YOUR TASKS
1: In the blog excerpt on robots and evolutionary computation, what are the answers to these questions?
(a) What new kind of zoo does the Intelligent Machines post describe?
(b) What is the neural network in the Genetic Arm post trained to do?
(c) Which programming language does the Watchmaker Framework project use?
2: Can you retype the blog excerpt from "1. The Traveling" to "to Evolutionary Algorithms."?
3: How would the blog excerpt on robots and evolutionary computation go on after its final sentence? Write what comes next.

SELECTED EXCERPT
-- Opening Marker --
Wednesday, June 27, 2007

Robotarium X - It's Full Of Robots!!!

Intelligent Machines has a nice post upon a new kind of zoo: A robot zoo! See the complete story here.

You can watch a video here.

Wednesday, June 20, 2007

The Genetic Arm 2.0

Martin Pelikan, from MEDAL Blogging, has a nice post about a neural network, which is trained through a genetic algorithm, to throw a ball as far as possible. See here. There is even a video of the arm throwing a ball.

Monday, June 18, 2007

The Watchmaker Framework for Evolutionary Computation

There is an interesting Evolutionary Computation project which uses Java to implement a general platform-independent software to run Evolutionary Algorithms. See here.

The authors have two nice demos of their software:

1. The Traveling Salesman Problem.

2. Interactive Evolution of Biomorphs.

You can also find some tutorials upon optimization and Evolutionary Computation:

1. Tutorial Part 1 - A Brief Introduction to Evolutionary Algorithms.

2. Tutorial Part 2 - Implementing Evolutionary Algorithms in Java with the Watchmaker Framework.

3. Performance Tuning & Optimisation (incomplete).
-- Closing Marker --
SUPPLIED ENTRIES
-- Opening Marker --
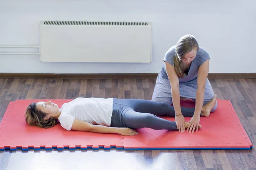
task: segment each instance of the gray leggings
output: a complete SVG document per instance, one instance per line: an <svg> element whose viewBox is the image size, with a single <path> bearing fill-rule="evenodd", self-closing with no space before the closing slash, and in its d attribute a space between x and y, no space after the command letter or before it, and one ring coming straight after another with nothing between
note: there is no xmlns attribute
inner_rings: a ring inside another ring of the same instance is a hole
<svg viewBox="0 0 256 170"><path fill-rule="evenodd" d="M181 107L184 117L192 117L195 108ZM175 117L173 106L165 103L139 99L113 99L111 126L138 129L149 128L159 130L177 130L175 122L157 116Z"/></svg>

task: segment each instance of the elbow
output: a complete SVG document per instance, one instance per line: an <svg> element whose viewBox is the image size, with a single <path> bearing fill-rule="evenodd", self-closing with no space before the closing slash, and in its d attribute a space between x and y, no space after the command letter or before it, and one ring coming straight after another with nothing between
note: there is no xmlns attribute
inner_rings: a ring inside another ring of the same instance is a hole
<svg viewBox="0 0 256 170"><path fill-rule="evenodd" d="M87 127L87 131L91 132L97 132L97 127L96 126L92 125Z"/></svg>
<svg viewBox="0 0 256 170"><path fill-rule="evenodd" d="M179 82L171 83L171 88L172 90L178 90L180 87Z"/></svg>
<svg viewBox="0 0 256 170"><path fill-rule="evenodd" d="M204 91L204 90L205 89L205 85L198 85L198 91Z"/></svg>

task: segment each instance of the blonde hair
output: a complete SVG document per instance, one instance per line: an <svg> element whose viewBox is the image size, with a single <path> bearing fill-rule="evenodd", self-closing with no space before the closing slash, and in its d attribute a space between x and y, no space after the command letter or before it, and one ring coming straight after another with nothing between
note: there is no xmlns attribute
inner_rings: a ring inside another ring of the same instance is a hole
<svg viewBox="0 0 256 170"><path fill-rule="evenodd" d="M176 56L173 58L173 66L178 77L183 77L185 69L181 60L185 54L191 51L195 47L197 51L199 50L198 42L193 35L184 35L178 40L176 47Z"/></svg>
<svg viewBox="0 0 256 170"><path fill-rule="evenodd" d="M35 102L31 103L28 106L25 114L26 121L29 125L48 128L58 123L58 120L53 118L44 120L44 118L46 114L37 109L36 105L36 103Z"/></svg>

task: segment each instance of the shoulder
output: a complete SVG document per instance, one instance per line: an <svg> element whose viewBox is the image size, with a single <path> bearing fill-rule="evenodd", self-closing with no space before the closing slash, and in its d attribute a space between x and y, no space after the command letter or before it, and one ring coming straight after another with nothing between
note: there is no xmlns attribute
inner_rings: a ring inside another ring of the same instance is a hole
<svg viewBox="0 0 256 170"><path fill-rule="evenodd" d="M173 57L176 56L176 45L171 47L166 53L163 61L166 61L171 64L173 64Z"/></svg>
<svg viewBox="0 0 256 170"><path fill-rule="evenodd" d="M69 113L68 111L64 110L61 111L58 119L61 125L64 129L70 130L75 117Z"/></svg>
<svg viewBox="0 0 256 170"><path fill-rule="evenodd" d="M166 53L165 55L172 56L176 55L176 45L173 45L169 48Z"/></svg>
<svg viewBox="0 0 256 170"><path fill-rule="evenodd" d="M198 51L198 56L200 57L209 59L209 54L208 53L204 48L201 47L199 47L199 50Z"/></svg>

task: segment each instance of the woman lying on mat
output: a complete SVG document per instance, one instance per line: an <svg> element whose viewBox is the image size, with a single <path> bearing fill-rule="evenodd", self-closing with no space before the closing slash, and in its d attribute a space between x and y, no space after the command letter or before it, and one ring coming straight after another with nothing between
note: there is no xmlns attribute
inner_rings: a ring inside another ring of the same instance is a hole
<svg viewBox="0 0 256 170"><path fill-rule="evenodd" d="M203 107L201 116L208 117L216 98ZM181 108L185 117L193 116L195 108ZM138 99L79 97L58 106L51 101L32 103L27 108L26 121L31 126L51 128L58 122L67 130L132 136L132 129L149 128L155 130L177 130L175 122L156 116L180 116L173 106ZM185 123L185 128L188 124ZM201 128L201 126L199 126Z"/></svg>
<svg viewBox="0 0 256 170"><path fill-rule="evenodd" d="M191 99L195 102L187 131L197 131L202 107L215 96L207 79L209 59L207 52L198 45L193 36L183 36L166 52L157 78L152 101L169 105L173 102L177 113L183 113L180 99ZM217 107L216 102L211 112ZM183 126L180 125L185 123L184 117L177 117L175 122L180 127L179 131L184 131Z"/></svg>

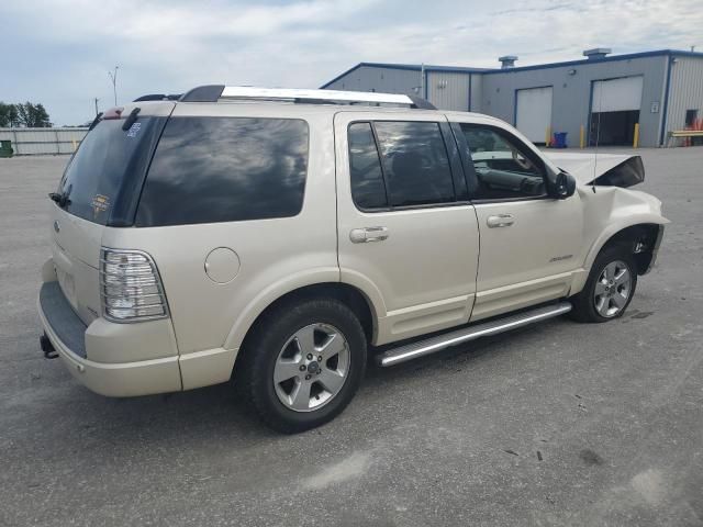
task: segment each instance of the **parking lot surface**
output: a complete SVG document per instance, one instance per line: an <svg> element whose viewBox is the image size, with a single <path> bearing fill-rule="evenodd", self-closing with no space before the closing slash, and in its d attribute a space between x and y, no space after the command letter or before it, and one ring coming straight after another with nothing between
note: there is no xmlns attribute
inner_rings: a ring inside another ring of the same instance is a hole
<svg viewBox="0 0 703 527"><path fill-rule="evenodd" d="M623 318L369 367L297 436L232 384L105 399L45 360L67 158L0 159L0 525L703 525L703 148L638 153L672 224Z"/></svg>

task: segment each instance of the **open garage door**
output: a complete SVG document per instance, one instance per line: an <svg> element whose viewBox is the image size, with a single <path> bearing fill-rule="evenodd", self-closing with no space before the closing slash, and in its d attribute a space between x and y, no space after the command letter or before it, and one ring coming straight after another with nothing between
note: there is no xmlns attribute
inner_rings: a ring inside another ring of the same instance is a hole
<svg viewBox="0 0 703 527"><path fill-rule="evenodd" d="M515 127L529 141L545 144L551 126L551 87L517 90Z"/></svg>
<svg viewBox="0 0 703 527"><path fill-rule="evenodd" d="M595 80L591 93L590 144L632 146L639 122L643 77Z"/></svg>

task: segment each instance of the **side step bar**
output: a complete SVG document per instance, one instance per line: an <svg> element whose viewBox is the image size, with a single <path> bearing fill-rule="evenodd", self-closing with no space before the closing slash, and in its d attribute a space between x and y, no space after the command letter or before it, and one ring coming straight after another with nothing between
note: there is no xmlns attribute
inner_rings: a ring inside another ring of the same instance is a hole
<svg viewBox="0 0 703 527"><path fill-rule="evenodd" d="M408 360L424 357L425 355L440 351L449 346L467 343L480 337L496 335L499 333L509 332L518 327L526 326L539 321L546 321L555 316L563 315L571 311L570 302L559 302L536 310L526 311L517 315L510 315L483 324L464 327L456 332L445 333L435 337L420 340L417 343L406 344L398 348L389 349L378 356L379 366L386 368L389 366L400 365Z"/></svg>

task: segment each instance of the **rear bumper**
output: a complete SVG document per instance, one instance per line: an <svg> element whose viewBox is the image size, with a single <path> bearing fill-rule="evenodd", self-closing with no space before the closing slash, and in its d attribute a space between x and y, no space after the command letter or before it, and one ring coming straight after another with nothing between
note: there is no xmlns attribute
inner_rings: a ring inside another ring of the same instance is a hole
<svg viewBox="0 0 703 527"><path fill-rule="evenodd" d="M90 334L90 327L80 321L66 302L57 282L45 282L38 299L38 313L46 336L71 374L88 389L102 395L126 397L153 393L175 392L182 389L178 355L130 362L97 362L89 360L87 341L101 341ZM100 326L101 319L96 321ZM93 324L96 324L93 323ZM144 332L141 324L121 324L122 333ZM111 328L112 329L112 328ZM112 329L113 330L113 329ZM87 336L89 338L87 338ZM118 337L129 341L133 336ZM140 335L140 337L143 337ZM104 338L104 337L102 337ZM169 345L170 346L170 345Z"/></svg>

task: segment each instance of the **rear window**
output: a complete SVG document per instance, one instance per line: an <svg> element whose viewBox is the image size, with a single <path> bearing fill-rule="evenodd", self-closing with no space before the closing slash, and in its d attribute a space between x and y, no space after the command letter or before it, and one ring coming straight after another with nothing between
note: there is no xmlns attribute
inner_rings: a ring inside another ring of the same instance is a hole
-- Closing Marker --
TASK-BY-TASK OUTPUTS
1:
(a) A robot zoo.
(b) To throw a ball as far as possible.
(c) Java.

2:
1. The Traveling Salesman Problem.

2. Interactive Evolution of Biomorphs.

You can also find some tutorials upon optimization and Evolutionary Computation:

1. Tutorial Part 1 - A Brief Introduction to Evolutionary Algorithms.

3:
Saturday, June 09, 2007

Amir's View On Scholarpedia

There is a nice post from Thesilog upon Scholarpedia. See here.

It seems that our blog friend, Amir, is coming back to the blogging life again! :)

Take a minute and read his interesting view about the subject!

Swarm Of Smart Rockets

Martin Pelikan, from MEDAL Blogging, has a nice post upon the evolution of small rockets through evolutionary computation, more specifically, genetic algorithms. See here.

The genetic algorithm seeks to optimize fuel consumption, navigation, and engine features.

Saturday, June 02, 2007

Evolving Lego Structures Through Simulated Evolution

There is an interesting post at Think Artificial upon building Lego structures through evolutionary algorithms. See here.

There are nice structures evolved: bridges, trees, cranes, etc.

The simulator even takes into account some physical parameters, such as joint's configurations and gravitational forces to decide which blocks need to be prunned off or added. It's a nice post!

Ingo Rechenberg and his team at Technical University of Berlin has also applied evolutionary algorithms (a Nested Evolution Strategy) to evolve structures, such as bridges (more bridges here), cantlevers, and lens. For more applications, see Evolution Strategy in Action: 10 ES-Demonstrations. Hans-Paul Schwefel applied an evolution strategy to evolve a two phase flashing nozzle.

See below some images of structures evolved by Rechenberg's team.

01. A bridge.

Initial Configuration:

Final Evolved Configuration:

02. Lens.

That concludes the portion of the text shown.